[Given passage]

## Live Well helper functions
Functions developed to specifically assist processing of Live Well Dorset wellbeing service data ready for further analysis

In [None]:
# Load relevant libraries 
import pandas as pd
import numpy as np
import math

### 1. Generate categorical values from client (demographic) data set
This function extrapolates categorical values for use during stratification and analysis. Results are returned as additional fields in the supplied pandas data frame. 
* Gender (binary numeric) 
* Month of year
* Age groups (10 year bins)
* Binary numeric GP referal source 


In [None]:
def prepare_clients(df):
    # Numericise the gender field for arithmetic corrlations
    df['gender_numeric'] = np.nan
    df['gender_numeric'][df.Gender == 'Male'] = 0
    df['gender_numeric'][df.Gender == 'Female'] = 1

    # Bin dates by month
    df['YearMonth'] = df.Date_registered_Month_Year.map(lambda x: x.strftime('%Y-%m'))

[/Given passage]

[What this exercise asks]
- A) In the Live Well helper functions page, how wide are the age group bins?
- B) Reproduce the Live Well helper functions page between "### 1. Generate" and "pandas data frame.", inclusive.
- C) Resume the Live Well helper functions code after its final line and continue it.

[Data excerpts]

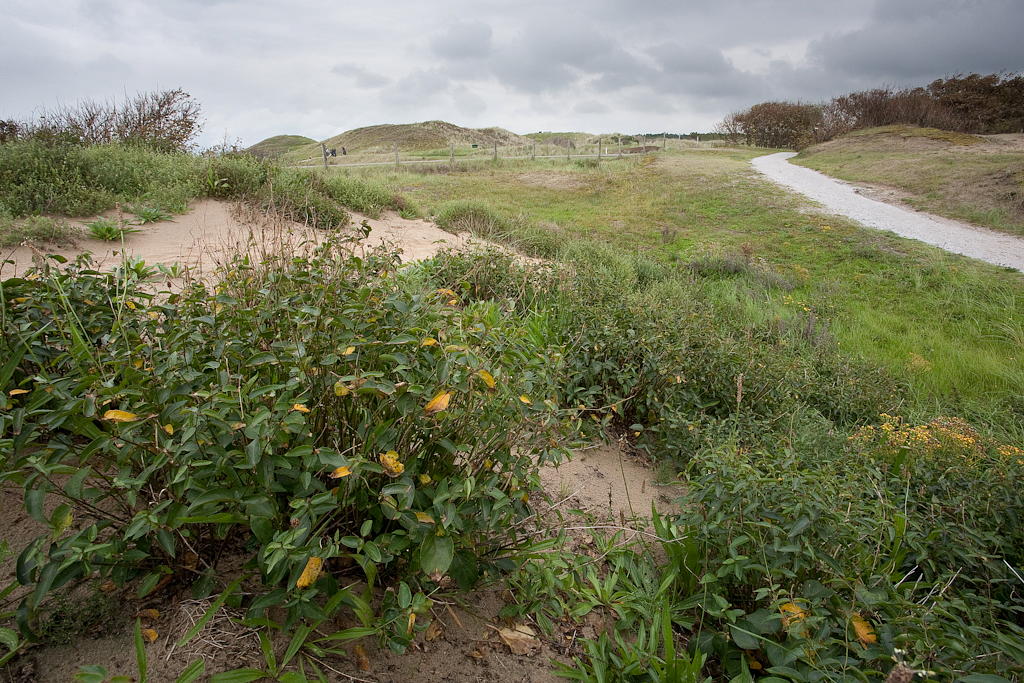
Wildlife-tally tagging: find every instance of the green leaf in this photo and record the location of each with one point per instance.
(208, 614)
(353, 634)
(91, 674)
(192, 672)
(239, 676)
(436, 554)
(140, 659)
(743, 639)
(9, 638)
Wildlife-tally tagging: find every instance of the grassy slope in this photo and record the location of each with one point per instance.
(410, 137)
(951, 174)
(950, 326)
(272, 147)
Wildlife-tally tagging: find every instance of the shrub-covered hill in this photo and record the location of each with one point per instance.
(979, 178)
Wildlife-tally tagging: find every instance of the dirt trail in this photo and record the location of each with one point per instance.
(843, 199)
(211, 229)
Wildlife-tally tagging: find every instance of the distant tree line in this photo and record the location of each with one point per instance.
(973, 103)
(166, 121)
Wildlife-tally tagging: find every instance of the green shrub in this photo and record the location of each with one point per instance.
(825, 562)
(240, 176)
(303, 197)
(109, 229)
(363, 196)
(471, 216)
(309, 416)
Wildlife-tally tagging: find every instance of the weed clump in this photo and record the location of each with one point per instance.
(380, 433)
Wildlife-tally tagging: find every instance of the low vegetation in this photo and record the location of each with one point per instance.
(968, 177)
(973, 103)
(337, 445)
(35, 229)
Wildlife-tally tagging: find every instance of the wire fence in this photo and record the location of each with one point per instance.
(454, 154)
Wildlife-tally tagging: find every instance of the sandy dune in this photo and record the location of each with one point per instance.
(211, 229)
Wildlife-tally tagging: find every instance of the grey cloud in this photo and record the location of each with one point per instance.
(363, 77)
(590, 107)
(919, 40)
(464, 40)
(262, 68)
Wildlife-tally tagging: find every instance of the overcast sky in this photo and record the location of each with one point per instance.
(318, 67)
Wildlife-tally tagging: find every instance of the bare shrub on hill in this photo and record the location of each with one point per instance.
(973, 103)
(167, 121)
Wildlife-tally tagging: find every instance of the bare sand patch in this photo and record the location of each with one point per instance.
(211, 230)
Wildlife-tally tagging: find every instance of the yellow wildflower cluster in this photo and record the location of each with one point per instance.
(942, 436)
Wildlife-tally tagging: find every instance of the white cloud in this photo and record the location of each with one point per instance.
(315, 68)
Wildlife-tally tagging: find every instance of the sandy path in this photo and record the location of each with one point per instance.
(843, 199)
(211, 230)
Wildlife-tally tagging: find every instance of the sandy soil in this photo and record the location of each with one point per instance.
(601, 486)
(211, 229)
(841, 198)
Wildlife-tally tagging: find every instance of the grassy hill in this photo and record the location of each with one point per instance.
(273, 147)
(410, 137)
(978, 178)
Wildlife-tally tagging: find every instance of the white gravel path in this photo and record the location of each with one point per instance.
(842, 199)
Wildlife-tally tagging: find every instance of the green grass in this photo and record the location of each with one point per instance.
(961, 176)
(933, 318)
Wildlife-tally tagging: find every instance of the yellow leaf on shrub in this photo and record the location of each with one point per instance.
(310, 573)
(391, 464)
(487, 378)
(438, 402)
(120, 416)
(865, 634)
(792, 612)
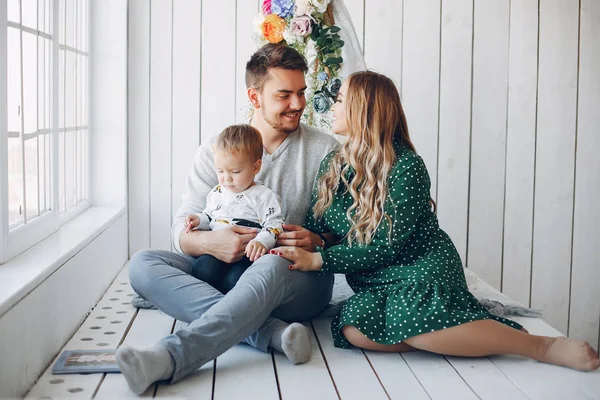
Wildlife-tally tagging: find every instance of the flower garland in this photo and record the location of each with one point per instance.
(308, 27)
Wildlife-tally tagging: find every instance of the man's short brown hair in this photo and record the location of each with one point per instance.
(272, 55)
(240, 139)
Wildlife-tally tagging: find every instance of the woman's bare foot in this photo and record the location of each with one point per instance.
(570, 353)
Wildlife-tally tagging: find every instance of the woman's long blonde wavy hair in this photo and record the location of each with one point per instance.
(375, 119)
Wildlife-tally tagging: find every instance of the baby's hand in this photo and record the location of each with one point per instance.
(191, 222)
(255, 250)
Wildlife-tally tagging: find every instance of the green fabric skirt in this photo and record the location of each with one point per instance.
(392, 313)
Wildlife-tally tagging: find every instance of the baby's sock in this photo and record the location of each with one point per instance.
(294, 342)
(142, 367)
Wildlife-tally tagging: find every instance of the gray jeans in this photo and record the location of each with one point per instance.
(266, 295)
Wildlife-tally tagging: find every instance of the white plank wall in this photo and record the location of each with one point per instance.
(584, 310)
(520, 149)
(454, 134)
(161, 108)
(187, 56)
(488, 138)
(502, 101)
(555, 156)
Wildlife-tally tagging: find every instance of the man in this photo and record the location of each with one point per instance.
(267, 293)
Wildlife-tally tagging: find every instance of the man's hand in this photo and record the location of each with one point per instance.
(255, 250)
(298, 236)
(301, 259)
(227, 244)
(191, 221)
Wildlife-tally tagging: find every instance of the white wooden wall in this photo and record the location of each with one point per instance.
(502, 99)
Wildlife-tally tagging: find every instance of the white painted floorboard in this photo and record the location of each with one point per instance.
(332, 373)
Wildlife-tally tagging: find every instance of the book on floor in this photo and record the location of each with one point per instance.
(86, 362)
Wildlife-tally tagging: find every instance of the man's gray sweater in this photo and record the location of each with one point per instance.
(290, 172)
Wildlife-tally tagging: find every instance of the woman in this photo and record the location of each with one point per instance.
(372, 200)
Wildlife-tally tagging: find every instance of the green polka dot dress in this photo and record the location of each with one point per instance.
(411, 284)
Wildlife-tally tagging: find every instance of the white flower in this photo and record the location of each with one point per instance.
(311, 54)
(257, 23)
(320, 5)
(290, 37)
(302, 8)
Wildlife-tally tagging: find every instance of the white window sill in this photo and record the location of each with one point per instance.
(25, 272)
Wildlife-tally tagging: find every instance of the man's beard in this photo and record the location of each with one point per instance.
(279, 126)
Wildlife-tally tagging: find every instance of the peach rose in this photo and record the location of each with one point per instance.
(273, 27)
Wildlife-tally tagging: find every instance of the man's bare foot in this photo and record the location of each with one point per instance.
(570, 353)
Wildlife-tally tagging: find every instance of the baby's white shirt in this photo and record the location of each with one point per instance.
(257, 204)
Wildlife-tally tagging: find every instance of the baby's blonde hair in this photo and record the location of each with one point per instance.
(240, 139)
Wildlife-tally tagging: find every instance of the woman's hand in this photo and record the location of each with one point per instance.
(255, 250)
(301, 259)
(297, 236)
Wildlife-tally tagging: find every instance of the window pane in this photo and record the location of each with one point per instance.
(29, 13)
(44, 80)
(30, 82)
(15, 182)
(31, 178)
(14, 11)
(44, 21)
(14, 80)
(70, 22)
(49, 117)
(61, 88)
(70, 90)
(61, 21)
(44, 163)
(86, 163)
(70, 170)
(81, 102)
(61, 170)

[/Data excerpts]

[Answers to the problems]
- A) 10 years

- B)
### 1. Generate categorical values from client (demographic) data set
This function extrapolates categorical values for use during stratification and analysis. Results are returned as additional fields in the supplied pandas data frame.

- C)
    # Bin ages by 10 year divisions
    groups = ['0-9', '10-19', '20-29', '30-39', '40-49', '50-59', '60-69', '70-79', '80-89', '90+']
    df['age_group'] = pd.cut(df.Age, range(0, 101, 10), right=False, labels=groups)

    # Mark GP referals by practice staff and those with "Doctor" in the referal source identifier that are not hospital related
    ref_filter = ['GP','Doctor','Doctor, Community Group','Doctor, Doctors','Practice Nurse','Health Care Assistant, Doctors','Midwife, Doctors','Nurse, Doctors','Practice Nurse, Doctors']
    df['gp_referral'] = 0
    df['gp_referral'].loc[df['ReferralSource'].isin(ref_filter) | df['how_a'].isin(ref_filter) | df['how_a'].isin(ref_filter) | df['referral_combined'].isin(ref_filter)] = 1
    df['gp_referral'].sum()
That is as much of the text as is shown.